BRIEF: Leaving out the pictures, retype all the material exactly.

Excerpts from point annotation data
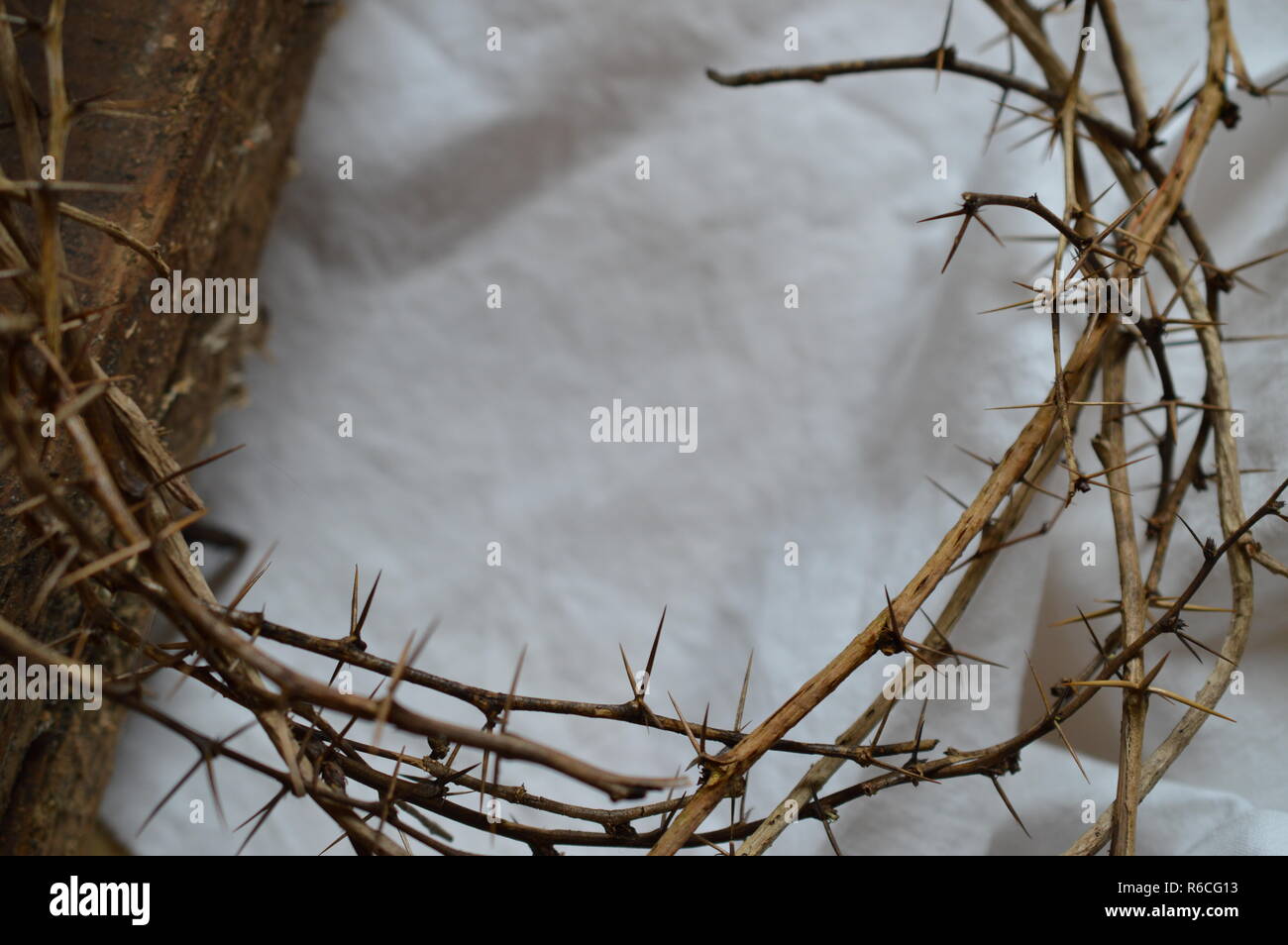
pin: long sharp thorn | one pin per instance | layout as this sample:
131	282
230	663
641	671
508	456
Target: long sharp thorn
1008	802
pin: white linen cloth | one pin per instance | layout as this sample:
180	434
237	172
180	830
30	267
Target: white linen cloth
516	168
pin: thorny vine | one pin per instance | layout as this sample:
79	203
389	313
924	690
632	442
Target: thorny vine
128	476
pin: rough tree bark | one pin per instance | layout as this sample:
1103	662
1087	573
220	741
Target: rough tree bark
204	140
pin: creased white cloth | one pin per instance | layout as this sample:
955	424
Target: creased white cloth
471	424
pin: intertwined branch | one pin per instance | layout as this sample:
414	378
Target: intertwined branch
116	529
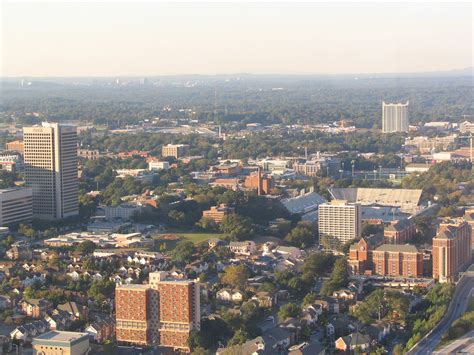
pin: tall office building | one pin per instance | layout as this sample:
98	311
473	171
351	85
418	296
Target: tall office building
15	205
394	117
340	220
451	249
163	313
50	158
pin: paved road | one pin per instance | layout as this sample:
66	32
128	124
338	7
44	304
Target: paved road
464	344
457	307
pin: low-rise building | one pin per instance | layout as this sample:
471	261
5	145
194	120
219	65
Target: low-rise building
451	249
155	165
228	295
35	308
60	342
399	231
353	341
260	182
247	247
174	150
124	211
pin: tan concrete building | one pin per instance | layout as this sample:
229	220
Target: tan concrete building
164	312
451	249
16	205
61	343
217	213
174	150
51	169
340	219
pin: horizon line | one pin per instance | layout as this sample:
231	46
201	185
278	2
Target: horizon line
465	69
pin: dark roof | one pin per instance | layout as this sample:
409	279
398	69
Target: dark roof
405	248
356	339
398	225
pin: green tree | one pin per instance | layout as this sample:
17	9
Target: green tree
87	247
237	227
239	338
301	236
288	310
236	276
184	252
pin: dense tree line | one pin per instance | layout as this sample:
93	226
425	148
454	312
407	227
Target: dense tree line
234	103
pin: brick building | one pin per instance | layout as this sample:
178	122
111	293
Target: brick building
369	256
257	181
399	231
397	260
35	308
15	146
132	314
217	213
164	312
451	249
469	217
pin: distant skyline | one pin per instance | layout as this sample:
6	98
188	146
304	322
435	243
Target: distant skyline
146	39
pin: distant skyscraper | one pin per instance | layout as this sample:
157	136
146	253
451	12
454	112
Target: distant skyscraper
394	117
50	156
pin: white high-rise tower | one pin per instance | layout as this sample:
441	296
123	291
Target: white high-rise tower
50	156
394	117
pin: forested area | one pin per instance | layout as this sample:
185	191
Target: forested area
234	103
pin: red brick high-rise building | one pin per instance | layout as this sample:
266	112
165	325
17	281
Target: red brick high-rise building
451	249
397	260
163	313
469	217
369	256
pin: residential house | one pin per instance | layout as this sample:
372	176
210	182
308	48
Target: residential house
5	302
19	252
228	295
379	331
101	329
344	294
353	341
75	310
247	247
265	299
26	332
35	308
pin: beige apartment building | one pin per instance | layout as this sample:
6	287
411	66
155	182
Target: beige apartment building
174	150
61	343
340	220
50	159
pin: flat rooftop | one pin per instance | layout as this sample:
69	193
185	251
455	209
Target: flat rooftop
61	336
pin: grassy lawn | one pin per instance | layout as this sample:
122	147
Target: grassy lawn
196	238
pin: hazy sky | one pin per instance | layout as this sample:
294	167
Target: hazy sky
112	39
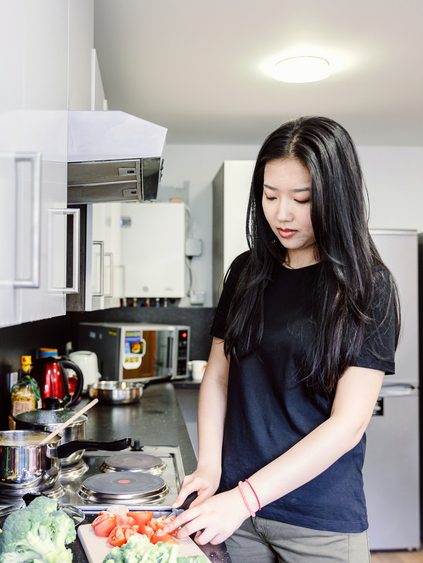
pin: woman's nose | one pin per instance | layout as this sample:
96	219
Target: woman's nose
284	211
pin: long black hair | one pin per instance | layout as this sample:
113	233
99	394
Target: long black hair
351	271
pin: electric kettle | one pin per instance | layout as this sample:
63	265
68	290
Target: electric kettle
51	377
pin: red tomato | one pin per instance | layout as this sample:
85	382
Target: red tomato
146	530
162	536
141	517
169	522
104	524
158	523
121	534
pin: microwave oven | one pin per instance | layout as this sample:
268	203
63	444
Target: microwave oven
137	352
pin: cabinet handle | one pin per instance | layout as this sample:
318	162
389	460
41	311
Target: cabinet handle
100	244
35	159
75	213
110	257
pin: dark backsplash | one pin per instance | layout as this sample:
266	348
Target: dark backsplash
55	333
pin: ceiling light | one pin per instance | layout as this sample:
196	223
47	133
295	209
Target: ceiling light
301	69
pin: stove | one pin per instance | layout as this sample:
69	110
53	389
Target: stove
140	479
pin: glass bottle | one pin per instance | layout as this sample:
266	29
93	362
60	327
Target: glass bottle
25	394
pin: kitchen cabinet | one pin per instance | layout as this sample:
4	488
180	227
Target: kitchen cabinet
231	190
34	99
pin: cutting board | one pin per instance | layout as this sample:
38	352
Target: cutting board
97	548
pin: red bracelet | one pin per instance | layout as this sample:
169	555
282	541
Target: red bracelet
254	493
245	499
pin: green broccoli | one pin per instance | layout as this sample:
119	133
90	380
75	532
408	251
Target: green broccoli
37	534
138	549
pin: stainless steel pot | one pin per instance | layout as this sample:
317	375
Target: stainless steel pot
49	421
26	466
121	392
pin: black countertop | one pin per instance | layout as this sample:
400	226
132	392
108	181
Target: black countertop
157	421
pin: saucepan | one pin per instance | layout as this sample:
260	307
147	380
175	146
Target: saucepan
25	464
122	392
49	420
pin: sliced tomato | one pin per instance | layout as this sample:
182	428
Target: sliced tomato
168	522
147	530
141	517
162	536
121	534
104	524
158	523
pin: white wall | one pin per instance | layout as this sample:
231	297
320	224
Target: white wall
394	178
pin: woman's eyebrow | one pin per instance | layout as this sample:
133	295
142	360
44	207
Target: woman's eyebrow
294	190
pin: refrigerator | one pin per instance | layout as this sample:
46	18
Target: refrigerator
391	469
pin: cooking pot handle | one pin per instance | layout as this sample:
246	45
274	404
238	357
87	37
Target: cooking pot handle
80	376
65	450
156	381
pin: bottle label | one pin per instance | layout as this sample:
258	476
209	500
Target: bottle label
21	406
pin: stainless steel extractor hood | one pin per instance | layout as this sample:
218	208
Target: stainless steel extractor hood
113	156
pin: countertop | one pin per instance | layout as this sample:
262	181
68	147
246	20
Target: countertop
156	420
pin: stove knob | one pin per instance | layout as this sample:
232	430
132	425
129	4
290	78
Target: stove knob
136	446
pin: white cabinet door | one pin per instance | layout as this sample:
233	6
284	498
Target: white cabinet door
7	234
33	129
11	101
45	131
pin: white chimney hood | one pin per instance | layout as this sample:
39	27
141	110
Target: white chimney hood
113	156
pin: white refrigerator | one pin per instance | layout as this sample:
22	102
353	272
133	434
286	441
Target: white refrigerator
391	469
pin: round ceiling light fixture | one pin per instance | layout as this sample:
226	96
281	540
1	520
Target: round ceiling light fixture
301	69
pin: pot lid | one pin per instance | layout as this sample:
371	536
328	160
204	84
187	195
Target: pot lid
44	417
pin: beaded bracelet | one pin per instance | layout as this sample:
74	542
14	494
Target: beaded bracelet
244	498
254	493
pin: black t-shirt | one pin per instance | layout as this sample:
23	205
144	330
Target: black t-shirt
269	407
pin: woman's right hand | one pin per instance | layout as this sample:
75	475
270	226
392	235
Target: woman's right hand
203	482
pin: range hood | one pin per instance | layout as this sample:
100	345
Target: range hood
113	156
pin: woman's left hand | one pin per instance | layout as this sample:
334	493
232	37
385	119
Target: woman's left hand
214	520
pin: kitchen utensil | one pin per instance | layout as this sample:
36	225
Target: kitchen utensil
48	420
121	392
62	426
88	363
27	465
51	377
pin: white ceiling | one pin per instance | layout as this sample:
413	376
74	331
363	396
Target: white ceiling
195	66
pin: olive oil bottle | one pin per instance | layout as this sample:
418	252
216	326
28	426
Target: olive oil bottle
25	394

REPLY TO THE EXERCISE:
pin: long sharp thorn | one pin per instance | layout as this sample:
131	282
230	663
641	671
508	456
Target: long sharp thorn
1008	802
pin: white linen cloth | one pin per instance | layout as this sample:
180	434
237	172
180	830
30	267
Target: white linen cloth
516	168
pin: thorny vine | one pin per instance | layout as this sample:
79	203
389	313
924	690
632	442
Target: thorny vine
128	476
pin: rough tree bark | one pin per instance | layout as this sample:
1103	662
1087	573
220	741
Target: rough tree bark
204	140
pin: creased white cloth | one pin per instance | layout as this sample:
955	424
Target: creased white cloth
471	424
pin: intertwined branch | one pin per instance | layout as this sample:
414	378
Target: intertwined branch
116	529
pin: tall office building | one pin per instance | layout as this sample:
98	311
473	171
351	85
418	296
Target: tall office building
15	205
394	117
340	220
451	249
163	313
50	158
pin: paved road | one pin per instance | layout as this sample:
66	32
128	124
338	7
44	304
Target: paved road
464	344
457	307
pin: low-rise building | one pin per instance | layout as this sample:
471	261
5	145
194	120
219	65
Target: low-rise building
451	249
155	165
228	295
35	308
60	342
399	231
353	341
260	182
247	247
174	150
124	211
pin: tan concrete building | one pin per instance | layout as this sample:
229	220
Target: tan concrete building
164	312
451	249
16	205
61	343
217	213
174	150
51	169
340	219
pin: horizon line | one pin per instance | layout as this sample:
231	46
201	185
278	2
Target: horizon line
465	69
pin: dark roof | one pin per instance | layout as this sample:
409	279
398	69
Target: dark roof
405	248
356	339
398	225
pin: green tree | one pin per instance | layout as this sample:
17	9
Target: green tree
87	247
237	227
239	338
301	236
288	310
236	276
184	252
pin: dense tree line | one pin per instance | layout as this sample:
93	226
425	148
454	312
407	227
Target: dense tree line
234	103
pin: brick building | one pin per instance | layout as this sample:
178	122
111	293
Target: brick building
369	256
257	181
399	231
397	260
35	308
15	146
132	314
217	213
164	312
451	249
469	217
pin: distant skyline | one pin per instance | layout as this sample:
6	98
188	146
304	322
435	243
Target: distant skyline
146	39
pin: distant skyscraper | one pin per instance | layout as this sample:
157	136
146	253
451	12
454	112
Target: distant skyscraper
394	117
50	156
pin: white high-rise tower | one pin per instance | layout as this sample:
441	296
123	291
Target: white high-rise tower
50	156
394	117
pin: forested area | one pin per instance | layout as this sample:
185	191
Target: forested area
234	103
pin: red brick high-rise building | one pin per instance | layout as this sample:
266	112
165	325
17	281
Target: red brick high-rise building
451	249
397	260
163	313
469	217
369	256
pin: residential house | one pin per instance | layout as this sample:
372	176
210	182
308	48
Target: residential house
5	302
19	252
228	295
379	331
101	329
344	294
353	341
75	310
247	247
265	299
26	332
35	308
pin: beige apartment building | one pin per instance | layout as this sample:
6	287
411	66
155	182
Target: beige apartment building
174	150
61	343
340	220
50	159
pin: flat rooftop | one pin per instance | layout as this sample:
69	193
185	251
455	209
Target: flat rooftop
61	336
pin: grassy lawn | one pin per instance | layout as this sample:
122	147
Target: grassy lawn
196	238
pin: hazy sky | one pin per instance | layout as this sample:
294	167
Target: hazy sky
112	39
pin: woman's nose | one pin per instance | layout as this sample:
96	219
Target: woman's nose
284	211
pin: long black hair | one pin per instance | layout as this sample:
113	233
99	394
Target: long black hair
351	271
pin: electric kettle | one pin per instance | layout as this sample:
63	265
68	290
Target: electric kettle
51	377
pin: red tomato | one pin per instance | layout as this sample:
85	382
Target: red tomato
146	530
162	536
141	517
169	522
104	524
158	523
121	534
pin: microwave oven | one pin per instance | layout as this sample:
268	203
63	444
Target: microwave oven
137	352
pin: cabinet handle | one pin per instance | layout as this sample:
318	162
389	460
41	311
Target: cabinet handle
100	244
35	159
75	213
110	257
pin: dark backsplash | one pin per instance | layout as this sample:
266	348
Target: dark backsplash
55	333
pin: ceiling light | one pin per instance | layout as this sample:
196	223
47	133
295	209
Target: ceiling light
301	69
pin: stove | one pin per instance | layout as this sample:
69	110
53	389
Target: stove
140	479
pin: glass bottle | one pin per instance | layout as this sample:
266	29
93	362
60	327
Target: glass bottle
25	394
pin: kitchen cabinet | one pin per instance | layout as this sample:
4	488
180	227
Target: kitchen cabinet
231	190
34	99
pin: cutting board | one pin per instance | layout as this sample:
38	352
Target: cutting board
97	548
pin: red bracelet | one pin per instance | layout as this sample:
169	555
282	541
Target: red bracelet
254	493
245	499
pin: green broccoli | one pin per instance | layout as this sample:
119	133
90	380
75	532
408	251
Target: green broccoli
37	534
138	549
pin: stainless steel pot | one pin per instance | layout as this sample:
317	375
Target: stainless steel pot
49	421
26	466
121	392
pin: black countertop | one pin per instance | layout as this sample:
400	226
132	392
108	181
Target: black countertop
157	421
pin: saucepan | one pin per instance | layout as this sample:
260	307
147	380
175	146
Target: saucepan
25	464
122	392
49	420
pin: sliced tomato | one pin per instance | layout as this sample:
182	428
Target: sliced tomato
168	522
147	530
141	517
162	536
121	534
104	524
158	523
pin: white wall | one pin per instance | layout as this sample:
231	297
320	224
Target: white wall
394	178
pin: woman's eyebrow | one pin per instance | layout as this sample:
133	295
142	360
44	207
Target: woman's eyebrow
294	190
pin: refrigerator | one pin per instance | layout as this sample:
46	18
Target: refrigerator
391	469
pin: cooking pot handle | one pin per instance | layout as this sample:
246	45
274	404
238	357
87	37
Target: cooking pot handle
80	376
65	450
156	381
pin: bottle label | one pin per instance | layout as this sample:
258	476
209	500
Target: bottle label
21	406
pin: stainless steel extractor hood | one pin per instance | layout as this sample:
218	208
Target: stainless steel extractor hood
113	156
pin: countertop | one pin per instance | layout as this sample:
262	181
68	147
246	20
Target: countertop
156	420
pin: stove knob | one pin per instance | layout as this sample:
232	430
132	425
129	4
290	78
Target: stove knob
136	446
pin: white cabinet door | one pin per instance | layout as this sample:
233	6
284	498
Target: white cabinet door
7	234
33	129
11	101
45	131
pin: white chimney hood | one pin per instance | layout as this sample:
39	27
141	110
Target: white chimney hood
113	156
pin: white refrigerator | one pin per instance | layout as this sample:
22	102
353	272
133	434
286	441
Target: white refrigerator
391	469
pin: round ceiling light fixture | one pin per instance | layout as this sample:
226	96
281	540
1	520
Target: round ceiling light fixture
301	69
pin: pot lid | one pin per instance | layout as this sample:
371	536
328	160
204	84
187	195
Target: pot lid
44	417
pin: beaded bracelet | one pin per instance | layout as this sample:
74	542
14	494
Target: beaded bracelet
244	498
254	493
pin: black t-shirt | one pin per instance | layout as this sample:
23	205
144	330
Target: black t-shirt
269	407
pin: woman's right hand | one pin per instance | layout as this sample:
75	475
270	226
392	235
Target: woman's right hand
203	482
pin: range hood | one pin per instance | layout as this sample:
100	345
Target: range hood
113	156
pin: woman's left hand | one pin per instance | layout as this sample:
334	493
232	37
385	119
Target: woman's left hand
214	520
pin: kitchen utensil | one pin per instance | layout as this sample:
36	225
Target: kitchen utensil
48	420
121	392
62	426
88	363
27	465
51	377
pin: white ceiling | one pin per instance | layout as this sample:
413	376
74	331
363	396
Target: white ceiling
195	66
pin: olive oil bottle | one pin per instance | layout as this sample:
418	252
216	326
28	426
Target: olive oil bottle
25	394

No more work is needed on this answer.